> _HOW TO COMPLETE THIS TASK_
Reproduce the text below about using Notion as an electronic laboratory notebook word for word, in full.

> _TEXT EXCERPT_
It’s been a long time since I wrote about electronic laboratory notebooks (ELNs). My set up has changed significantly and I now use Notion, so I thought I’d describe why and how. Firstly, some things I know about notebooks:
- There are both commercial science ELN solutions, and more cutting edge general software
- Free solutions do not have a good business model and may disappear
- Nothing is more important than a good exit strategy
- Different people want very different things, I only speak for me
What is important for me?
I want to enjoy my experience and I want to be able to collaborate. Old-fashioned software is ugly, feature-poor, and frustrating. I want a better experience. Secondly, I want the people working with me to be able to easily share their lab book with me, that is an important part of supervision and collaboration.
I have chosen Notion, here’s why
Easy to use modern wiki
- I want a wiki based documentation system and looked around very extensively including at a lot of specific ELN software. I often found specific ELN software to be 10 years out of date (old and ugly) or else to follow a specific architecture not fitting well with how I wanted to work (constrained).
- Notion is free for small use and charges for larger teams, meaning I have been able to battle test it before committing. If you sign up with an academic email address you get most things for free.
- Notion allows use of templates for different types of entry, and sharing of entries with other users. It is based around databases (tables) with markdown pages as text entry. I really like working in markdown, allowing me to do everything at the keyboard. You don’t have to use markdown, it looks like any word processor. The powerful database architecture has been a revelation, and I can’t imagine using a file and folder system again.
- In Notion search actually works. I’m looking at you Microsoft.

> _DATA EXCERPTS_
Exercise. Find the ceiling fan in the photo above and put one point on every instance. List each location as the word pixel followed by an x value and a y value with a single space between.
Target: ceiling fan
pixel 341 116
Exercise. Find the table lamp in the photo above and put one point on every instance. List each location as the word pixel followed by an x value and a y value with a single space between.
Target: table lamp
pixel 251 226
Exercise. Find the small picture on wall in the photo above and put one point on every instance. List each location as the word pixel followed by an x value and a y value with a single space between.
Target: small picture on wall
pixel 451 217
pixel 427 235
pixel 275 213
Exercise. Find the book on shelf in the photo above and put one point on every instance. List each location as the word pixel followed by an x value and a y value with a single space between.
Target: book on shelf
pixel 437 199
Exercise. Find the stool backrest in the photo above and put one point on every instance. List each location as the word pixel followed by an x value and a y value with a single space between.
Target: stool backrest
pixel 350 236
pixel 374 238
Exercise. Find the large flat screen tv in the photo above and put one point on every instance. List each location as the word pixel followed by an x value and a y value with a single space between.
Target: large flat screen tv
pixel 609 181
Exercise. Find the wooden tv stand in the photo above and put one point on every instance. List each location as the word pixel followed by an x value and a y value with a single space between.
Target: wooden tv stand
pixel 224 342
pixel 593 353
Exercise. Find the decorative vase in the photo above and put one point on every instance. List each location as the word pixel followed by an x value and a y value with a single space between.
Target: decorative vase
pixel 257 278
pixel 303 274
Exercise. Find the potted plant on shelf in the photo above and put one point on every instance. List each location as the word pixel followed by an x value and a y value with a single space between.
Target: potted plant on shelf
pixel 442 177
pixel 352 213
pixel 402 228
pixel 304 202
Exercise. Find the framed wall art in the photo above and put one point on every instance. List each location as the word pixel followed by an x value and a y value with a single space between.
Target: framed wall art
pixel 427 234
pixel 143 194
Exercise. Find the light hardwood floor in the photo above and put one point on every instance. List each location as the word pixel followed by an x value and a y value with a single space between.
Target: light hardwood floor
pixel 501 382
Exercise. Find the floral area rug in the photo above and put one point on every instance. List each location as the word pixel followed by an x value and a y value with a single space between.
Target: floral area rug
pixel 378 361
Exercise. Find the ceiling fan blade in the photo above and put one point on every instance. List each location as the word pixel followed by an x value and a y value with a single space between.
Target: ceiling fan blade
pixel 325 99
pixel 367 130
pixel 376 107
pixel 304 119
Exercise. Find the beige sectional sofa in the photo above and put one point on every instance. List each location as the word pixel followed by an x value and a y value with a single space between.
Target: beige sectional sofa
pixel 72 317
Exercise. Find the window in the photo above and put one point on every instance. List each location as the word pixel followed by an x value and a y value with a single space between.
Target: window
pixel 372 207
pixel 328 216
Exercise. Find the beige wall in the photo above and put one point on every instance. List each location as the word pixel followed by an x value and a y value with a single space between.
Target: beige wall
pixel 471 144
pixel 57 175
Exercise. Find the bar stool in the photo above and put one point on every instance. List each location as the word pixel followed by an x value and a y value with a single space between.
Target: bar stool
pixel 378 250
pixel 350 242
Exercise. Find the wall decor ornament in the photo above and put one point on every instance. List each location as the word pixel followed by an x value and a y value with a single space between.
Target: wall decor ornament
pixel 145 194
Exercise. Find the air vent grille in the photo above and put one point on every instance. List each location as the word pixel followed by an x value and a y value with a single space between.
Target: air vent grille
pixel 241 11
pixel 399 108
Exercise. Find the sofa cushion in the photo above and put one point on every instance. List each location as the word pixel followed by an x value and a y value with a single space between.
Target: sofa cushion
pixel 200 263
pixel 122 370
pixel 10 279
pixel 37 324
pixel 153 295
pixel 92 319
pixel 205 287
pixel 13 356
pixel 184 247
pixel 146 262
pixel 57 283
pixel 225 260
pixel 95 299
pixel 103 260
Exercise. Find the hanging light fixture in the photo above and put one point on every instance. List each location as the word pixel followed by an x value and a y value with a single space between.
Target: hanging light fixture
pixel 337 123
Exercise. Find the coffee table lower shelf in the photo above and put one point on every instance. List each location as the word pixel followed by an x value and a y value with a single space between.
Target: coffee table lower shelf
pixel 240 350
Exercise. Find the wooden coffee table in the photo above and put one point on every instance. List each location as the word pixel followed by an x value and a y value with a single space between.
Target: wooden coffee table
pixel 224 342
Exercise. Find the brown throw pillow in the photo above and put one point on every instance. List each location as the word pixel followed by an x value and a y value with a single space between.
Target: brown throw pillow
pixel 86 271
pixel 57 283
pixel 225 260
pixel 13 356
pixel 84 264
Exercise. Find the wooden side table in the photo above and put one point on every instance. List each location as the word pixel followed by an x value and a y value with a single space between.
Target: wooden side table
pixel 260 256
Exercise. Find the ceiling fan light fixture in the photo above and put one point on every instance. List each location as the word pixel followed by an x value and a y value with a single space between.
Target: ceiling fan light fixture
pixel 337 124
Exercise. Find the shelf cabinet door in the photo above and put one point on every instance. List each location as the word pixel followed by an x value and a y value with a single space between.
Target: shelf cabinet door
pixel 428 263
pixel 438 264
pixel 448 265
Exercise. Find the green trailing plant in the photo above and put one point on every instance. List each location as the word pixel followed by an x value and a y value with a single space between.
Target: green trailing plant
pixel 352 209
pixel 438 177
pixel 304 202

> _TASK RESULT_
It’s been a long time since I wrote about electronic laboratory notebooks (ELNs). My set up has changed significantly and I now use Notion, so I thought I’d describe why and how. Firstly, some things I know about notebooks:
- There are both commercial science ELN solutions, and more cutting edge general software
- Free solutions do not have a good business model and may disappear
- Nothing is more important than a good exit strategy
- Different people want very different things, I only speak for me
What is important for me?
I want to enjoy my experience and I want to be able to collaborate. Old-fashioned software is ugly, feature-poor, and frustrating. I want a better experience. Secondly, I want the people working with me to be able to easily share their lab book with me, that is an important part of supervision and collaboration.
I have chosen Notion, here’s why
Easy to use modern wiki
- I want a wiki based documentation system and looked around very extensively including at a lot of specific ELN software. I often found specific ELN software to be 10 years out of date (old and ugly) or else to follow a specific architecture not fitting well with how I wanted to work (constrained).
- Notion is free for small use and charges for larger teams, meaning I have been able to battle test it before committing. If you sign up with an academic email address you get most things for free.
- Notion allows use of templates for different types of entry, and sharing of entries with other users. It is based around databases (tables) with markdown pages as text entry. I really like working in markdown, allowing me to do everything at the keyboard. You don’t have to use markdown, it looks like any word processor. The powerful database architecture has been a revelation, and I can’t imagine using a file and folder system again.
- In Notion search actually works. I’m looking at you Microsoft.